Exercise aim — Exactly the lines from the start of the data below through the line that contains "example = [(761, 141)]" are to be copied, with pictures left out.

Records provided —
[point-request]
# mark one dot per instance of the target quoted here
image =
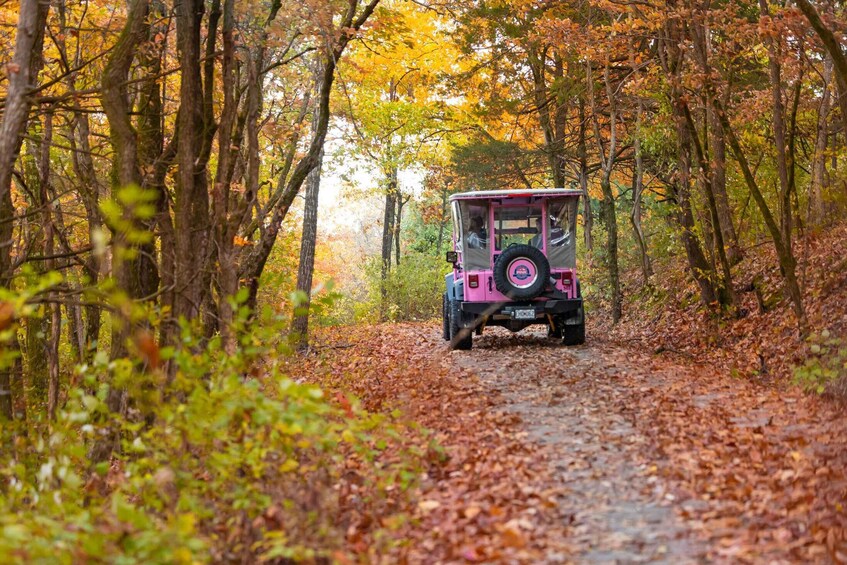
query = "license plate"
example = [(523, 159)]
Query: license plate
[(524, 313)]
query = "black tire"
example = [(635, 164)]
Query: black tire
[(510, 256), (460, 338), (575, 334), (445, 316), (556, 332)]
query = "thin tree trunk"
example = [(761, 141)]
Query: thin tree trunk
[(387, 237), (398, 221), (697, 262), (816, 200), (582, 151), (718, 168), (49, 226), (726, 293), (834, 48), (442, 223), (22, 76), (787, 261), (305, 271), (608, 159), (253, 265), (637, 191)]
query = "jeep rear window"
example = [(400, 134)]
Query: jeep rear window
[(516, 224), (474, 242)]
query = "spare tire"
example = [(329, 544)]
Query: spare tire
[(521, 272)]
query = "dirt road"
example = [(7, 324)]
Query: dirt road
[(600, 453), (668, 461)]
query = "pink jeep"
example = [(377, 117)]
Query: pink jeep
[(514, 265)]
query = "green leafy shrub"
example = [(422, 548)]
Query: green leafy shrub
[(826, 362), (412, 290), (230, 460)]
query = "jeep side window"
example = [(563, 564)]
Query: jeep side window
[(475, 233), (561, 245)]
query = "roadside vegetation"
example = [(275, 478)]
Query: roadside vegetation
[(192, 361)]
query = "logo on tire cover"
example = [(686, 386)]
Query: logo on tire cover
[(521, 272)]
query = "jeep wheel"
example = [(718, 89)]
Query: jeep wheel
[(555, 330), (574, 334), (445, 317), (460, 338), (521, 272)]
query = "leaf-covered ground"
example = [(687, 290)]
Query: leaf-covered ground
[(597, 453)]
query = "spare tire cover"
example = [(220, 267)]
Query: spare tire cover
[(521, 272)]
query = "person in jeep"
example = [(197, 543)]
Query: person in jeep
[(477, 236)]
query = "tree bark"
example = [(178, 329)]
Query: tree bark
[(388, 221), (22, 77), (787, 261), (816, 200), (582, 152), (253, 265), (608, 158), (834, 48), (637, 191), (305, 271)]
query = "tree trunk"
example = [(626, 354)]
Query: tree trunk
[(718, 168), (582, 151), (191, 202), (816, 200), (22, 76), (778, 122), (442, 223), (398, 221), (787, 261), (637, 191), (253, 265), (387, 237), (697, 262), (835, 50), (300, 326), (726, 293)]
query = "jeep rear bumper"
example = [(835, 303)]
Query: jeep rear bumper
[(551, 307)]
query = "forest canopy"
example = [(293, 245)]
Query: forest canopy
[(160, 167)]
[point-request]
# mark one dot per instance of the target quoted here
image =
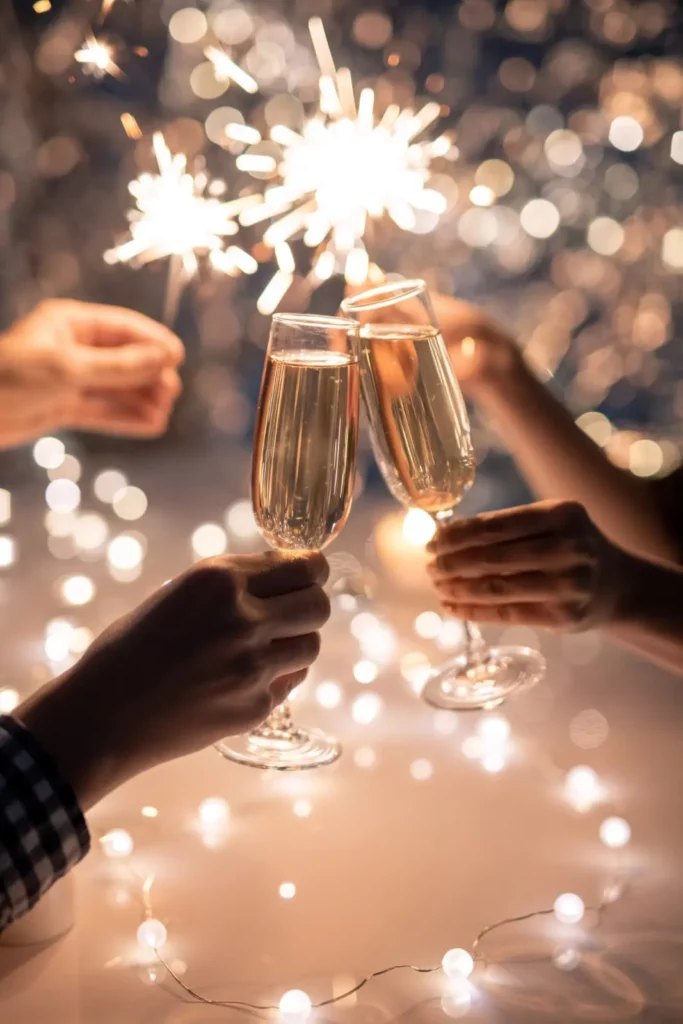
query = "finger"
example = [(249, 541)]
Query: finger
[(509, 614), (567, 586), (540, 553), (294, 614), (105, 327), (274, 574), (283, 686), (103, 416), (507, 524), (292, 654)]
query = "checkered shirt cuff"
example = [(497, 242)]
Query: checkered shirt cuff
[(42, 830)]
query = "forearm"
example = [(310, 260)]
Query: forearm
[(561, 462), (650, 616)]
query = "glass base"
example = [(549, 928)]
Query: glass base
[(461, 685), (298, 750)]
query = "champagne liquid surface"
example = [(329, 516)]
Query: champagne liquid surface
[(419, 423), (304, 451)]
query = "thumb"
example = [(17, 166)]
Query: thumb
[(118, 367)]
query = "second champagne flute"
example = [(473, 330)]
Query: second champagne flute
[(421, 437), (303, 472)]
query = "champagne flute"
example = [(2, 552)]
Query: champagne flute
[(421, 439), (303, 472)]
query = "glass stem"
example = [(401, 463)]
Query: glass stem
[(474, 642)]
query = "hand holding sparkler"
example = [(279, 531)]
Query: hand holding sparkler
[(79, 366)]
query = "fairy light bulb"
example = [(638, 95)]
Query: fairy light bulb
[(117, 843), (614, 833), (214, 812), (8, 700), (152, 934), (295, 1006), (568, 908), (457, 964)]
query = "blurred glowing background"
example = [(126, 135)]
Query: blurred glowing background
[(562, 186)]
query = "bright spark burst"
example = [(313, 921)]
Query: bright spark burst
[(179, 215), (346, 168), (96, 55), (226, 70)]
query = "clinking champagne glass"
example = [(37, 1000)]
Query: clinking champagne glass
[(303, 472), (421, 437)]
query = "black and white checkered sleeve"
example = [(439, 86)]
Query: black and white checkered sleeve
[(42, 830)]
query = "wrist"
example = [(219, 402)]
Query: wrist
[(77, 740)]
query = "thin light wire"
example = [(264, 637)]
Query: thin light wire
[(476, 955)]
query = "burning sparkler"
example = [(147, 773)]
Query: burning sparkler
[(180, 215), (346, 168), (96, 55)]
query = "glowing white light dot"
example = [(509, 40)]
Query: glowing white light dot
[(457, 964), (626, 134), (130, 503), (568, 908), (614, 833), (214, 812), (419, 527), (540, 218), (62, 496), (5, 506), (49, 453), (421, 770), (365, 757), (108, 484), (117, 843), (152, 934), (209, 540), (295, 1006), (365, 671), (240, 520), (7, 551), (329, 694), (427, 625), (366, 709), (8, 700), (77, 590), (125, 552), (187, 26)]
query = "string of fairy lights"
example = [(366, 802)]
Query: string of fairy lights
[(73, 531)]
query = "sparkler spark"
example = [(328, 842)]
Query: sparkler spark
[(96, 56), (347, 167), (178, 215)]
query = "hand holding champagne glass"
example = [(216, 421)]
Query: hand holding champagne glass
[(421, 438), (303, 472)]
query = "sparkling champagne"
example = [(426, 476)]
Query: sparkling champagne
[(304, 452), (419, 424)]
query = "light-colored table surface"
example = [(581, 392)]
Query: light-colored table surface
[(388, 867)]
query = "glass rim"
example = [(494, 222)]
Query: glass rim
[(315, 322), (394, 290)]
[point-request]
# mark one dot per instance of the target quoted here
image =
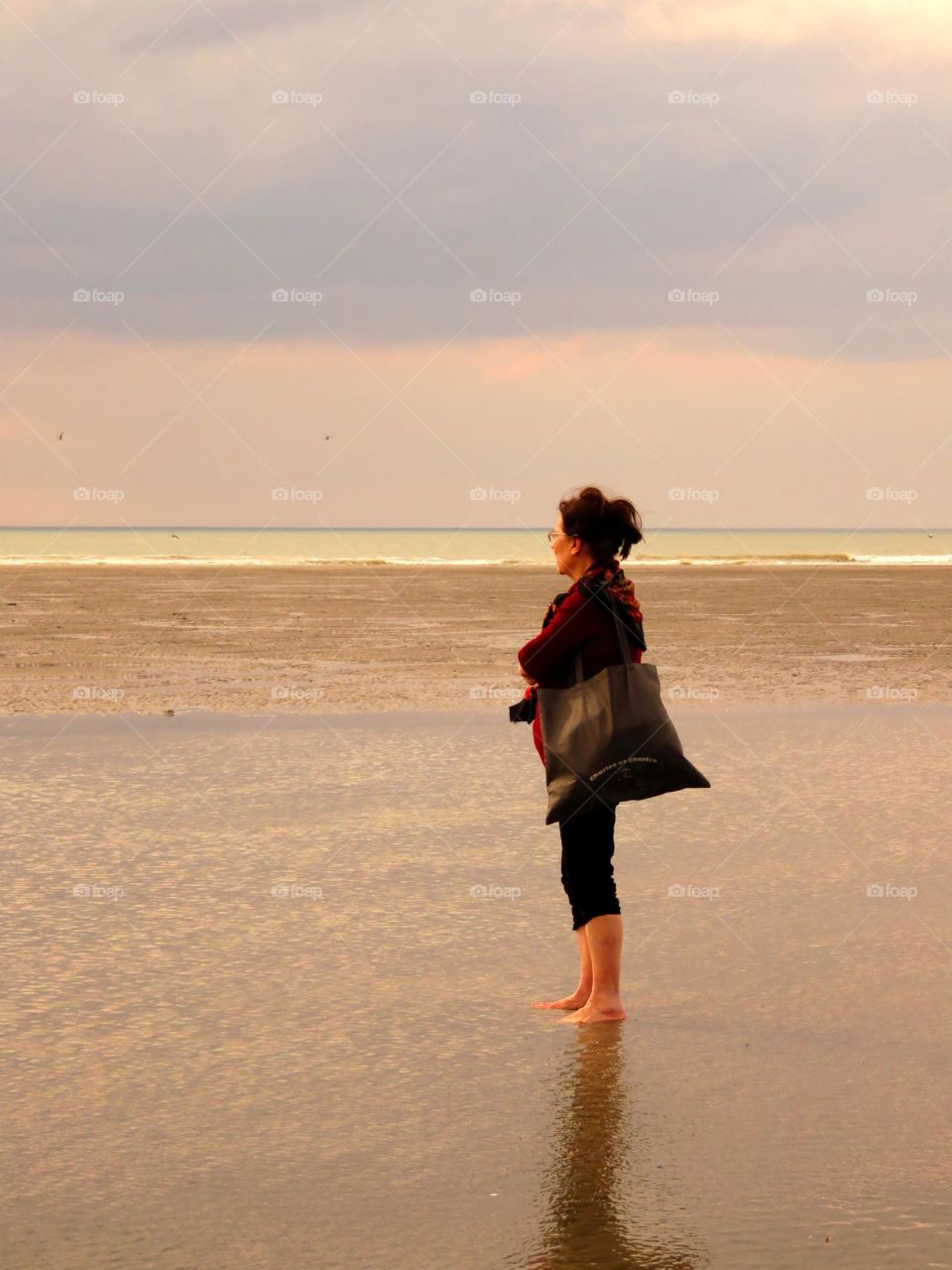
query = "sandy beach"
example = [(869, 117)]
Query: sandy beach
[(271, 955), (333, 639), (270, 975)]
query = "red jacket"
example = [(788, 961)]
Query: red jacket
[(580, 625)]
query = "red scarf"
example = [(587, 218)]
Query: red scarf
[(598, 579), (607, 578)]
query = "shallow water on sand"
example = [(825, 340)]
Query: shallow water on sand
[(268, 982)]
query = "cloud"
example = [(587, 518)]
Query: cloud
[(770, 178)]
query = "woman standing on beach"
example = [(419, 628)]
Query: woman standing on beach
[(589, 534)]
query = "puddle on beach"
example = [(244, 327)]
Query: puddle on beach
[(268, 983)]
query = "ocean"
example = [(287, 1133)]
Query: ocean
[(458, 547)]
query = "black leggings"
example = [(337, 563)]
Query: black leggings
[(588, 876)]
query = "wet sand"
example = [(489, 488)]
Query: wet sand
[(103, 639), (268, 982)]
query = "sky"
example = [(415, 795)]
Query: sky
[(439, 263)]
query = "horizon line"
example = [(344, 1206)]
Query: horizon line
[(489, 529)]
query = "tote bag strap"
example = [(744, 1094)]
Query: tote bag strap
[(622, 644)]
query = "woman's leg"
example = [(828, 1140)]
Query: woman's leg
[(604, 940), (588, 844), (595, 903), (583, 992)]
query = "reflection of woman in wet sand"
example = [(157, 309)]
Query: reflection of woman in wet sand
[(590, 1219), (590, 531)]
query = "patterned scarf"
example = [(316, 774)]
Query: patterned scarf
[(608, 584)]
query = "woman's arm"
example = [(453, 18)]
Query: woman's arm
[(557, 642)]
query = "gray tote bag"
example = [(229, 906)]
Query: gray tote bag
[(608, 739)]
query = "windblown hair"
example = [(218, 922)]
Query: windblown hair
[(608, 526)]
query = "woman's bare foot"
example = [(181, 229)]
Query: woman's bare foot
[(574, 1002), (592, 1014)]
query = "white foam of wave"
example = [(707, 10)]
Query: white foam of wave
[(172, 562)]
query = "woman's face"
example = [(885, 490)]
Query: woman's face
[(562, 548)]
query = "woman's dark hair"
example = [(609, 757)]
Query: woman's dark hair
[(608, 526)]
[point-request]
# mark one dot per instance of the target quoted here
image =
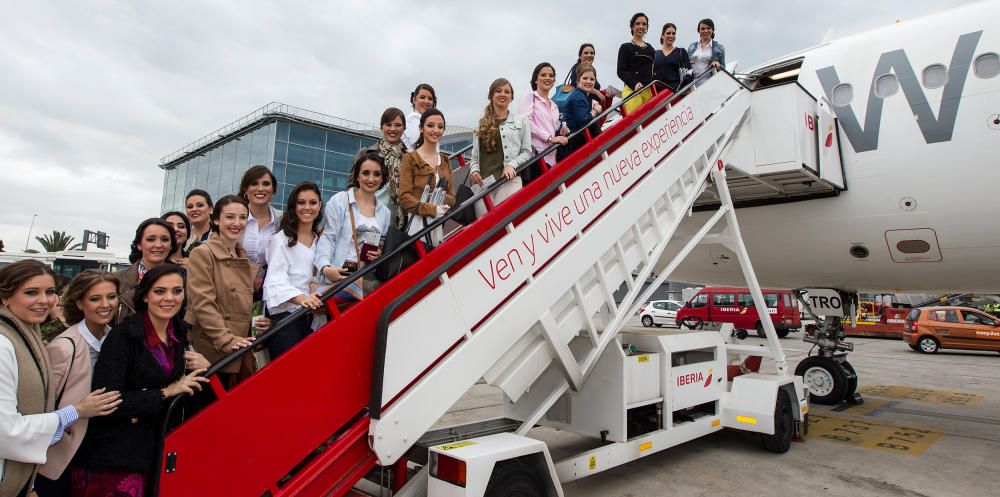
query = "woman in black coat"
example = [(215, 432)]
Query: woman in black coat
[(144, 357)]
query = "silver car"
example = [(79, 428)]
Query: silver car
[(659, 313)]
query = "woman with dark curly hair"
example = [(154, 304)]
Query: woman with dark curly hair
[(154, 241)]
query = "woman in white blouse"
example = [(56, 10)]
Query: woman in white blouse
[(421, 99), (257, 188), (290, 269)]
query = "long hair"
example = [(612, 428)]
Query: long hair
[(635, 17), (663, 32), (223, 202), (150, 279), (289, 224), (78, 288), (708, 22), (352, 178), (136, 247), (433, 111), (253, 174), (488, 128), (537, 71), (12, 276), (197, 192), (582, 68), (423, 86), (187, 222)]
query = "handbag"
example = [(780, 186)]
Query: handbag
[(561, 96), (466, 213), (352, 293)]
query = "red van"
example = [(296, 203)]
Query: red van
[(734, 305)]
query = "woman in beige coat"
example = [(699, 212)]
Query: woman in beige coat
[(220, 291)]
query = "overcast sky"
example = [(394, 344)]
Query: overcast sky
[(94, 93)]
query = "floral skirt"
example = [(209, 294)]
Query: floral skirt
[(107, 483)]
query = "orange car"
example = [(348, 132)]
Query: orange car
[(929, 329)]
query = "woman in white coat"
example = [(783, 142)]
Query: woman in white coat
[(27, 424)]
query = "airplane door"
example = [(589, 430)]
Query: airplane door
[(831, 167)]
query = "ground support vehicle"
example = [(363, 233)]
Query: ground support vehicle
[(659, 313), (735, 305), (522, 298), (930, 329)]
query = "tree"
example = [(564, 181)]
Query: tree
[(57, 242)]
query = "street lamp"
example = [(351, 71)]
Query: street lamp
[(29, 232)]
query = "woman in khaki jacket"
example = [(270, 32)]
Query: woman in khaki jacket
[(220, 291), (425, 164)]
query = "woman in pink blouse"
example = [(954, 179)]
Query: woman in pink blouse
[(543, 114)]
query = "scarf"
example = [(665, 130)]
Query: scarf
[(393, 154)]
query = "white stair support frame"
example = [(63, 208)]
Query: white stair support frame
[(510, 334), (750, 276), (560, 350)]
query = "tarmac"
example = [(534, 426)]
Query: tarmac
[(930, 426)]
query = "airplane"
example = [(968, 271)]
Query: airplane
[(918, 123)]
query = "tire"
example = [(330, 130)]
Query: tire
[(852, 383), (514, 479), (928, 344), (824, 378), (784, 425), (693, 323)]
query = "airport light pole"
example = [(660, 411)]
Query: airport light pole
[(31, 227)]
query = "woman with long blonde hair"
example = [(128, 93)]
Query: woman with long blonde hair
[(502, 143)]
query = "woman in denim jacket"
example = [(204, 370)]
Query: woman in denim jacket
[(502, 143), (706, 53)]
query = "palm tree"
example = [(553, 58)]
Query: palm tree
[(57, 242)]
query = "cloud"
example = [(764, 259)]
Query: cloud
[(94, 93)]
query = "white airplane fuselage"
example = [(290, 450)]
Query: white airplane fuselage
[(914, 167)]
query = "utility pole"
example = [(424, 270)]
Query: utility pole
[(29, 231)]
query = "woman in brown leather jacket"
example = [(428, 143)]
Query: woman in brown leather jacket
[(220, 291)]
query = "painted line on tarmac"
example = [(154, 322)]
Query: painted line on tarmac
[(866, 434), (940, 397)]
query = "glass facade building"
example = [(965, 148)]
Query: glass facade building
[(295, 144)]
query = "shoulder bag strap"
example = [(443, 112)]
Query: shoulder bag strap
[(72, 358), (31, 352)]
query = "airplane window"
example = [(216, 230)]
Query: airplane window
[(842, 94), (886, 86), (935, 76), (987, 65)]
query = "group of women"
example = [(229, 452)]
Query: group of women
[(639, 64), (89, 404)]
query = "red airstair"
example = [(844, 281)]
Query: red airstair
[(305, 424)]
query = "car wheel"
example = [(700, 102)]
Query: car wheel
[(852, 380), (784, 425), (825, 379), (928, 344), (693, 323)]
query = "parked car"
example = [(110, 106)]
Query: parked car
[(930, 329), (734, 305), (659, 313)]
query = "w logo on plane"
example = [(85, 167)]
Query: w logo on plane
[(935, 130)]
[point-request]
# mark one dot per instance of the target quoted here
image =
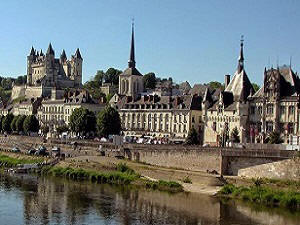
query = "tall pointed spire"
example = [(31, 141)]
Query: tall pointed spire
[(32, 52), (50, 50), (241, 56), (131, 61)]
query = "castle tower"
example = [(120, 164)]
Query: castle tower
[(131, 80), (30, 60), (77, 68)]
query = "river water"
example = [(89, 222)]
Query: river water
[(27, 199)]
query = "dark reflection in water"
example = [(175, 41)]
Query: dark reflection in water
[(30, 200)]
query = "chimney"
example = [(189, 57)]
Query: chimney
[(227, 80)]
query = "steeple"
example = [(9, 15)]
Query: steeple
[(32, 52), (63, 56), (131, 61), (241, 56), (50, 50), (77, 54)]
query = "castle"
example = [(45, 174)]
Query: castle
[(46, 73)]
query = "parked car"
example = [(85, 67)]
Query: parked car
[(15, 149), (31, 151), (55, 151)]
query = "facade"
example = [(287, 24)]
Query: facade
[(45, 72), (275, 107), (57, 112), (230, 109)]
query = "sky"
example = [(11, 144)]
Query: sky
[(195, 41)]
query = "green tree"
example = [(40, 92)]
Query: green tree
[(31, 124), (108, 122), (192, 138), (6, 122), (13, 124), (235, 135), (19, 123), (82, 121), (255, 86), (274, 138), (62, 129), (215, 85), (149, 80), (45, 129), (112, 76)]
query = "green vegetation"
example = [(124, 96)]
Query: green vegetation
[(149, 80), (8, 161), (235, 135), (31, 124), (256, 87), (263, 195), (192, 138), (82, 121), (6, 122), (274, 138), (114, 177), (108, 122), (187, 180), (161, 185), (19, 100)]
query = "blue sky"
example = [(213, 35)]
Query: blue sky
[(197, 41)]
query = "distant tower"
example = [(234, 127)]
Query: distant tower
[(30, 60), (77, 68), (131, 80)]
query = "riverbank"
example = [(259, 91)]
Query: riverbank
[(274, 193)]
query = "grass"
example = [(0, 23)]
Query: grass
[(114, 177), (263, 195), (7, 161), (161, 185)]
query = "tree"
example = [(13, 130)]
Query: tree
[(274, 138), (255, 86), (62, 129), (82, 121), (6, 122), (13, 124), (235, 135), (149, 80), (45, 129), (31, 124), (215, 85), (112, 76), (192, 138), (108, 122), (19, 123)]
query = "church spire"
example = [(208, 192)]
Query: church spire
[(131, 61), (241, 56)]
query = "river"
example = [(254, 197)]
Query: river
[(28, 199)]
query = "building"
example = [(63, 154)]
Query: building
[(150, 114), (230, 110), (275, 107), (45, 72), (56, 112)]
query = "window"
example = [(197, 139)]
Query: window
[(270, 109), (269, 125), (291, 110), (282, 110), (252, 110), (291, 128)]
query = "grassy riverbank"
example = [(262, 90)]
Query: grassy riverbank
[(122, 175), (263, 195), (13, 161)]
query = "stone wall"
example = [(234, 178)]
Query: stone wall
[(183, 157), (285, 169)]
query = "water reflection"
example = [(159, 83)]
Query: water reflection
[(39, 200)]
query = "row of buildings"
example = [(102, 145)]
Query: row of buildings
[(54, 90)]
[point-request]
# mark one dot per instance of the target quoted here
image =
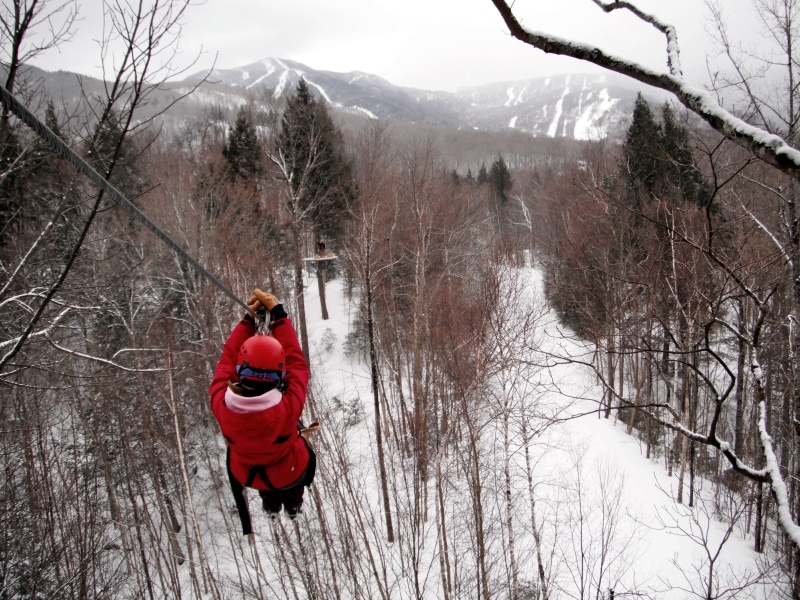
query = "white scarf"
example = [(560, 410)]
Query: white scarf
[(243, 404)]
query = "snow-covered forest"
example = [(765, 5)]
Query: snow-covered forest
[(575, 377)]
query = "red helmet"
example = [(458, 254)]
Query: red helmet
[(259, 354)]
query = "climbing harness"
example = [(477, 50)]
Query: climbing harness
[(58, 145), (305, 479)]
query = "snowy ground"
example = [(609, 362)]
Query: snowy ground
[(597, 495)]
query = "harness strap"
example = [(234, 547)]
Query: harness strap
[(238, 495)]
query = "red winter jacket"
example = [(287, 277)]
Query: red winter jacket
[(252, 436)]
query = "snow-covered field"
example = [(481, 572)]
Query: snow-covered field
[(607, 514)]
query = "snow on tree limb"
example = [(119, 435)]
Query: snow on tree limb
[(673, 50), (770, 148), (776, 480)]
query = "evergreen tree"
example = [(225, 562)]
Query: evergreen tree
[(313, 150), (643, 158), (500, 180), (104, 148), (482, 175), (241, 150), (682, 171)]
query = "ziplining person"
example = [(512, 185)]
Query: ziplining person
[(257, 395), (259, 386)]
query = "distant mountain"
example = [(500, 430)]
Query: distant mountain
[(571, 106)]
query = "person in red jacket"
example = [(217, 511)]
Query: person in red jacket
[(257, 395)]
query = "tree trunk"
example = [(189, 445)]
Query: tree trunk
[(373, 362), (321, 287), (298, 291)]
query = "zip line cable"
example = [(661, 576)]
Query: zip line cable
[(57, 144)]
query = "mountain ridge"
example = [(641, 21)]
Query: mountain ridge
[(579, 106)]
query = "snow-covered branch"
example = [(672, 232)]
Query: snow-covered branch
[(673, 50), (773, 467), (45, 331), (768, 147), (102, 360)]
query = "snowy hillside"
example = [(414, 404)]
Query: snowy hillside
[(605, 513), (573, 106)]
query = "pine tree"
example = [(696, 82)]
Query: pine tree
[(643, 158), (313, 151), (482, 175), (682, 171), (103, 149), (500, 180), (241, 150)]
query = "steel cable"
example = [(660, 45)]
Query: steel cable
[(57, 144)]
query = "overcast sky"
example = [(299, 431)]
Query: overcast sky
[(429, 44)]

Your solution —
[point-request]
# mark one dot per instance of the target quoted here
image =
query = "license plate"
example = [(523, 159)]
Query: license plate
[(524, 313)]
query = "black tire"
example = [(635, 164)]
Query: black tire
[(510, 256), (460, 338), (575, 334), (445, 316), (556, 332)]
query = "thin tree trunk"
example = [(761, 141)]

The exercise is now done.